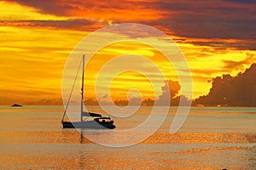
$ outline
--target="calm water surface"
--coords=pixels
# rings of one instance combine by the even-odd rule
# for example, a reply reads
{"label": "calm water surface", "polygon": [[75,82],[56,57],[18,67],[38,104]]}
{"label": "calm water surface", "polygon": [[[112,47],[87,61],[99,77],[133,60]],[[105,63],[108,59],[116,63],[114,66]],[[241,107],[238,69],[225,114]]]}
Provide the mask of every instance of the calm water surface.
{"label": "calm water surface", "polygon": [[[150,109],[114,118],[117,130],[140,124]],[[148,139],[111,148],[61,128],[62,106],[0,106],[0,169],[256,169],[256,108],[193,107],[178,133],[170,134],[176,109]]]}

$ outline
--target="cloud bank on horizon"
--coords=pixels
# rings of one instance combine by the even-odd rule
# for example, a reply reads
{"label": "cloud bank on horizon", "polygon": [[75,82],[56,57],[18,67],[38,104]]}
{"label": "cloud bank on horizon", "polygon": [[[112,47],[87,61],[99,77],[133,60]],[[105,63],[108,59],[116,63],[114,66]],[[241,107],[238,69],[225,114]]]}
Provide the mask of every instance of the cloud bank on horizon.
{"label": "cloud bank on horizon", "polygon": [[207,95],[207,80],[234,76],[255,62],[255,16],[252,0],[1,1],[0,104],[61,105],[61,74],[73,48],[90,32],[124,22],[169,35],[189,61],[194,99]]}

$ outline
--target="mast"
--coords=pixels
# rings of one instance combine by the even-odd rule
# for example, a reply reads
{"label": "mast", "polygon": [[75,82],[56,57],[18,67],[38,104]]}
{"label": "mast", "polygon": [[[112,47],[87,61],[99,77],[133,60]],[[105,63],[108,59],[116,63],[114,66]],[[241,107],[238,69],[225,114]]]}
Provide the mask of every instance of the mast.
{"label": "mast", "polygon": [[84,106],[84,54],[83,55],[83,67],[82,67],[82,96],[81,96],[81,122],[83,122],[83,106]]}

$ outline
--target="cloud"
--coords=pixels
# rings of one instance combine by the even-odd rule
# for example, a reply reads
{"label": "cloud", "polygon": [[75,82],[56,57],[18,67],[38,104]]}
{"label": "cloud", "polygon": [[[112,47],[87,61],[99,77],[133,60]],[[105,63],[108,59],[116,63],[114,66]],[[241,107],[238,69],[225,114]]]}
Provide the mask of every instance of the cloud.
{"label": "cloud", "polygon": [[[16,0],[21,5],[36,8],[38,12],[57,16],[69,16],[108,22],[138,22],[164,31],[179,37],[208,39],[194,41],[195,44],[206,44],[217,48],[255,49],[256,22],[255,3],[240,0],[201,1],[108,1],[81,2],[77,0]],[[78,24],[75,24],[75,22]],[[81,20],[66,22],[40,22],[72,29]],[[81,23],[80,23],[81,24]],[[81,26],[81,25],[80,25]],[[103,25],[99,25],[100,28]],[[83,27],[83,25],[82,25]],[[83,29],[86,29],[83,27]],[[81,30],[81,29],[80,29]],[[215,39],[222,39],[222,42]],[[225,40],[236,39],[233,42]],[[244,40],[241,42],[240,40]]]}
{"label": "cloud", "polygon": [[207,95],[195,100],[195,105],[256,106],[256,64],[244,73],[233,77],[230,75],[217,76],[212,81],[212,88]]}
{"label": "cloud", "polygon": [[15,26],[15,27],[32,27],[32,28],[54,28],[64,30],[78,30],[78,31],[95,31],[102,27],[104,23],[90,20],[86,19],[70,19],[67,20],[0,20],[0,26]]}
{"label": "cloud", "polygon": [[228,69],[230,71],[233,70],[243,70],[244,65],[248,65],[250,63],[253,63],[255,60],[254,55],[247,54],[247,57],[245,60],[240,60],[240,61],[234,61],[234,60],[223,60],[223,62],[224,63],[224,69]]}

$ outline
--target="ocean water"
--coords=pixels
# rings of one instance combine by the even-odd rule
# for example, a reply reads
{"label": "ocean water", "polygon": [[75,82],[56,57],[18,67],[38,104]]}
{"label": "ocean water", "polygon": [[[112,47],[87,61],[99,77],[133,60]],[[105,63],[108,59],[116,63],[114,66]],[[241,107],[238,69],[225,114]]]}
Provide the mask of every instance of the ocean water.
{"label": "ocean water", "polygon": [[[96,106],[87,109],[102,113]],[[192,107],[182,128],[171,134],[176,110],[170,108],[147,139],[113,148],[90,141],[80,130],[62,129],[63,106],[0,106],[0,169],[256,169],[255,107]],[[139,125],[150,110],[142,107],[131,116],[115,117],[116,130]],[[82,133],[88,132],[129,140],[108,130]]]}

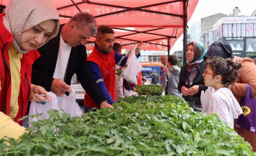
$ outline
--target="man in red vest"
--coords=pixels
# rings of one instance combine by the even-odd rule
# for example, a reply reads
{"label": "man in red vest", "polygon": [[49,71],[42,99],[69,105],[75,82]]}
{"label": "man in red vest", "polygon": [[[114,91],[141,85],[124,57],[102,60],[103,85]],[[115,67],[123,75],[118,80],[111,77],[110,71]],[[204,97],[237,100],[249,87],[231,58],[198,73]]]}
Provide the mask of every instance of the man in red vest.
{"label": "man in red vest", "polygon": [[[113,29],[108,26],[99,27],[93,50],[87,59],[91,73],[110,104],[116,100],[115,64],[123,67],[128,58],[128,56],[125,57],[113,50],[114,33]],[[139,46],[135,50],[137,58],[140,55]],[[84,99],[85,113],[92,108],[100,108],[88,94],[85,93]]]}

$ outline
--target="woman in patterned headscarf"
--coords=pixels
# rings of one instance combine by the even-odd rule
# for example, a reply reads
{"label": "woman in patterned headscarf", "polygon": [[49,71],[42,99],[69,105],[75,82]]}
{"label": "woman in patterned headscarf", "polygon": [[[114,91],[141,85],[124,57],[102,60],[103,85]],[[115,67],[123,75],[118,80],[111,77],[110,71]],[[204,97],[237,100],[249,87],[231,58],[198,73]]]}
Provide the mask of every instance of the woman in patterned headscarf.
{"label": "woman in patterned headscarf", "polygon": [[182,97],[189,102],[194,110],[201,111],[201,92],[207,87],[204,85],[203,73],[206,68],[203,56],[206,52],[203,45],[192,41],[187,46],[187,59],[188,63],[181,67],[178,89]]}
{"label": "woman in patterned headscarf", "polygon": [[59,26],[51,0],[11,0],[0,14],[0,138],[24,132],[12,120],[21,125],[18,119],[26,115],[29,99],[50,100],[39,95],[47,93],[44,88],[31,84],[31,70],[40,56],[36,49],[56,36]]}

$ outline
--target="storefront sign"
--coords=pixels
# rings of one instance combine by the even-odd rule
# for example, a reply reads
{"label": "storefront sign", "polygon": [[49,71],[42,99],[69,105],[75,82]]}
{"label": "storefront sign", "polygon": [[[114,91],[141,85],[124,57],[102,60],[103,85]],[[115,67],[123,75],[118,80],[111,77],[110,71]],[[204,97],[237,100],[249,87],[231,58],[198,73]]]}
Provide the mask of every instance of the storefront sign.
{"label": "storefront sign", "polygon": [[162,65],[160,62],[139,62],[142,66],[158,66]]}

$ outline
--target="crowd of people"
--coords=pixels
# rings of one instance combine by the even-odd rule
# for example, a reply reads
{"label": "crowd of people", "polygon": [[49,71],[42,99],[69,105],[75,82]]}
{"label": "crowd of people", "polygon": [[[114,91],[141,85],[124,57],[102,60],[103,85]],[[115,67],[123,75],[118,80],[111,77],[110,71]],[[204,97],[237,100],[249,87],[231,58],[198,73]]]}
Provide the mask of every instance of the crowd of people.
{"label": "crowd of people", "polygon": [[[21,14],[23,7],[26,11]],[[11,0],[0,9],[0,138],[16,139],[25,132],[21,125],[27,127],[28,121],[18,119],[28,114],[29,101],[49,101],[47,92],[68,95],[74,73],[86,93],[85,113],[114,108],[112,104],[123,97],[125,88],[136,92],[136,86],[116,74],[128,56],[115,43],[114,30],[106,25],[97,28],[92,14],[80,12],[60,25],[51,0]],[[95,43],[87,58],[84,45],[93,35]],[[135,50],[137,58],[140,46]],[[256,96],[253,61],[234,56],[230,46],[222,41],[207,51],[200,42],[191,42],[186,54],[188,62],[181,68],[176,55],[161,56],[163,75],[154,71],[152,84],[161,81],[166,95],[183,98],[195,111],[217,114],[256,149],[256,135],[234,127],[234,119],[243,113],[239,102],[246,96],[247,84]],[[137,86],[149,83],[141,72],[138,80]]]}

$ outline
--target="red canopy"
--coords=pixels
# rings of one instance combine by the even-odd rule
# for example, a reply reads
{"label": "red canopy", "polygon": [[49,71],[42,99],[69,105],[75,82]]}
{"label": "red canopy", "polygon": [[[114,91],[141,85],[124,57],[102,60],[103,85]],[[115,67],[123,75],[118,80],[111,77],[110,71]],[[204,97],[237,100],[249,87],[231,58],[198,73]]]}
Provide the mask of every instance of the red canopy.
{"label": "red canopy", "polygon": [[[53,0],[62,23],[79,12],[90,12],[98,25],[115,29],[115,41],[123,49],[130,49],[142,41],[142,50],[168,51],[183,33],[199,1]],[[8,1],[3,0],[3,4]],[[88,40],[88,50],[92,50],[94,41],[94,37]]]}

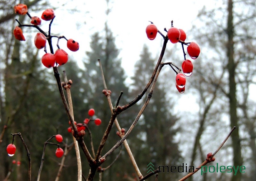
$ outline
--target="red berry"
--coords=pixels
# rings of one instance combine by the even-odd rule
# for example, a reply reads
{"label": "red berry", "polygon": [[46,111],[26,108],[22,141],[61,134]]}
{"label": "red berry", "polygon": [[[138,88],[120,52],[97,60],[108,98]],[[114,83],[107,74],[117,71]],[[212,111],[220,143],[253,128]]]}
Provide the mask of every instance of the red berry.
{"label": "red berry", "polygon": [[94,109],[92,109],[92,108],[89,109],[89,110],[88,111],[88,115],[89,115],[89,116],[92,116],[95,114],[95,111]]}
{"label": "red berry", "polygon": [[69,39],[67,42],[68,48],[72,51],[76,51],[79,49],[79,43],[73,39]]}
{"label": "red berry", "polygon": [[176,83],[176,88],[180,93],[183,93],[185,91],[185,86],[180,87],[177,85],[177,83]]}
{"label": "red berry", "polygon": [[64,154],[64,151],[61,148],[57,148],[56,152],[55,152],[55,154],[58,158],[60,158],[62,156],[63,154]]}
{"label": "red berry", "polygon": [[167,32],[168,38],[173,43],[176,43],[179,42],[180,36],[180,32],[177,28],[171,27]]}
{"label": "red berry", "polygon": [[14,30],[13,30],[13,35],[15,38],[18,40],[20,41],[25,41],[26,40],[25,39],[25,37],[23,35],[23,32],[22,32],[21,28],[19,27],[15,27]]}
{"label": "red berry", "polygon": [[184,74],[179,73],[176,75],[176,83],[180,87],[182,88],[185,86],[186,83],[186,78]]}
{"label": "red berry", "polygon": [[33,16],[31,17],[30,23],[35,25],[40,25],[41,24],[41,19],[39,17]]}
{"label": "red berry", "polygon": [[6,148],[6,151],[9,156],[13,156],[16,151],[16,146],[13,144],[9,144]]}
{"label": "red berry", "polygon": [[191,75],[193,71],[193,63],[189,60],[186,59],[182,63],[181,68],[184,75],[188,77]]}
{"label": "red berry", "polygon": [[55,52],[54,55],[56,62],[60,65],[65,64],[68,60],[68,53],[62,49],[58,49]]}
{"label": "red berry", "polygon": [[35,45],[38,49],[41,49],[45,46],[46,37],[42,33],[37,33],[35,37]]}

▸ What you are asked to do
Please write out again the records above, from their start through the line containing "Provide the mask of every instance of the calm", including that line, and leave the pictures out of your answer.

▸ Response to the task
$ outline
--target="calm water surface"
--coords=pixels
# rings of one instance combine by the even-odd rule
# for example, a reply reads
{"label": "calm water surface", "polygon": [[75,82],[56,57],[18,67],[38,104]]}
{"label": "calm water surface", "polygon": [[[112,47],[87,61],[99,77],[133,60]],[[105,63],[108,59],[116,63],[114,66]],[[241,107],[238,69],[225,114]]]}
Provide the mask of every instance of the calm water surface.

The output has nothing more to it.